[PEAK] A ridiculously simple mapping layer

Phillip J. Eby pje at telecommunity.com
Wed Jul 28 11:12:35 EDT 2004

At 10:12 AM 7/28/04 +0200, Roché Compaan wrote:
>Phillip J. Eby wrote:
>>Duh.  D'oh!  So simple, yet 100% modular and reusible/extensible.  We 
>>define our domain model as a module, or set of modules.  We define a 
>>physical schema as a class.  Descriptors on the schema map from the 
>>"pure" domain class to an implementation-specific subclass.  That is, in 
>>the example above, 'ws.Customer' and 'ws.Invoice' do not return either 
>>the original class in 'mymodel', but rather a *subclass*, that knows it 
>>is part of that workspace.
>Since you're onto the implementation details in a subsequent post I can 
>now ask a question about the implementation that I don't see clearly. 
>Specifically, where do I define the *subclass* and where will the 
>descriptor look for it? Or must I code the descriptor?

The mapping objects (e.g. 'mapTable') *are* the descriptors, and they 
generate the subclass automatically.

(Rows from a dataset)
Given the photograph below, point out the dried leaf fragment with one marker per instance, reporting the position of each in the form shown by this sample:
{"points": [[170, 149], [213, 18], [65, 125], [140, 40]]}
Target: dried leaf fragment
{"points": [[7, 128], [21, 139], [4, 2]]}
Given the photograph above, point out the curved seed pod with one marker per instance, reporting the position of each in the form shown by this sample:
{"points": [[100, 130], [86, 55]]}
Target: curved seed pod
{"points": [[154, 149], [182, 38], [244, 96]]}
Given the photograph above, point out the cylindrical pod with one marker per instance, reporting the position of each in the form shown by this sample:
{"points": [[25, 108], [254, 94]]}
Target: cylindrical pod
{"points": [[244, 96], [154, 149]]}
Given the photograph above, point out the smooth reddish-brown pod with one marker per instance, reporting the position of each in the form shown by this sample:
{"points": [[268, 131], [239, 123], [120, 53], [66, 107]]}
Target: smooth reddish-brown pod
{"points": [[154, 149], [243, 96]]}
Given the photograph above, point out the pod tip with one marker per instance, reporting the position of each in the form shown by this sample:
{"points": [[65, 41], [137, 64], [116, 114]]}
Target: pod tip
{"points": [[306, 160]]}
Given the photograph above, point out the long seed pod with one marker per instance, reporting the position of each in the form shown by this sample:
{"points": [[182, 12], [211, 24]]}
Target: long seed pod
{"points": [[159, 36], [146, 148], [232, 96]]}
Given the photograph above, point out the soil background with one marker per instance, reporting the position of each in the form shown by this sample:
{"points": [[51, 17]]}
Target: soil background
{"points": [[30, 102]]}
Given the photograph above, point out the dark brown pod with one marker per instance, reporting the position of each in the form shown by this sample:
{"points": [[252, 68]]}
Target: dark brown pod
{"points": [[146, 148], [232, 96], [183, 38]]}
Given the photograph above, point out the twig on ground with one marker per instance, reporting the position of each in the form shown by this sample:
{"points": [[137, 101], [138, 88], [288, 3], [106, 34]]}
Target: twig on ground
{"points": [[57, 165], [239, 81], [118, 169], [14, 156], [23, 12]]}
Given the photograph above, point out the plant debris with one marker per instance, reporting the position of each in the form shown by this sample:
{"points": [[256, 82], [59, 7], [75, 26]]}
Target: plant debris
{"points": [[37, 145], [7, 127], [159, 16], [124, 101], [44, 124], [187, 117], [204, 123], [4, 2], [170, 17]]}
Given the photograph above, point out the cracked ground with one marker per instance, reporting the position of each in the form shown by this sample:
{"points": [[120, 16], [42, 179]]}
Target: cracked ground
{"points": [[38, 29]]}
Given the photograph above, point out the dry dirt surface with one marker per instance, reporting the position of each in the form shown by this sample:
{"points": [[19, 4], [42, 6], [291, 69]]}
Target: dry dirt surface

_DIRECTIVE_: Can you quote the whole mailing-list post about the PEAK mapping layer word for word?

_OUTPUT BELOW_:
[PEAK] A ridiculously simple mapping layer

Phillip J. Eby pje at telecommunity.com
Wed Jul 28 11:12:35 EDT 2004

At 10:12 AM 7/28/04 +0200, Roché Compaan wrote:
>Phillip J. Eby wrote:
>>Duh.  D'oh!  So simple, yet 100% modular and reusible/extensible.  We 
>>define our domain model as a module, or set of modules.  We define a 
>>physical schema as a class.  Descriptors on the schema map from the 
>>"pure" domain class to an implementation-specific subclass.  That is, in 
>>the example above, 'ws.Customer' and 'ws.Invoice' do not return either 
>>the original class in 'mymodel', but rather a *subclass*, that knows it 
>>is part of that workspace.
>Since you're onto the implementation details in a subsequent post I can 
>now ask a question about the implementation that I don't see clearly. 
>Specifically, where do I define the *subclass* and where will the 
>descriptor look for it? Or must I code the descriptor?

The mapping objects (e.g. 'mapTable') *are* the descriptors, and they 
generate the subclass automatically.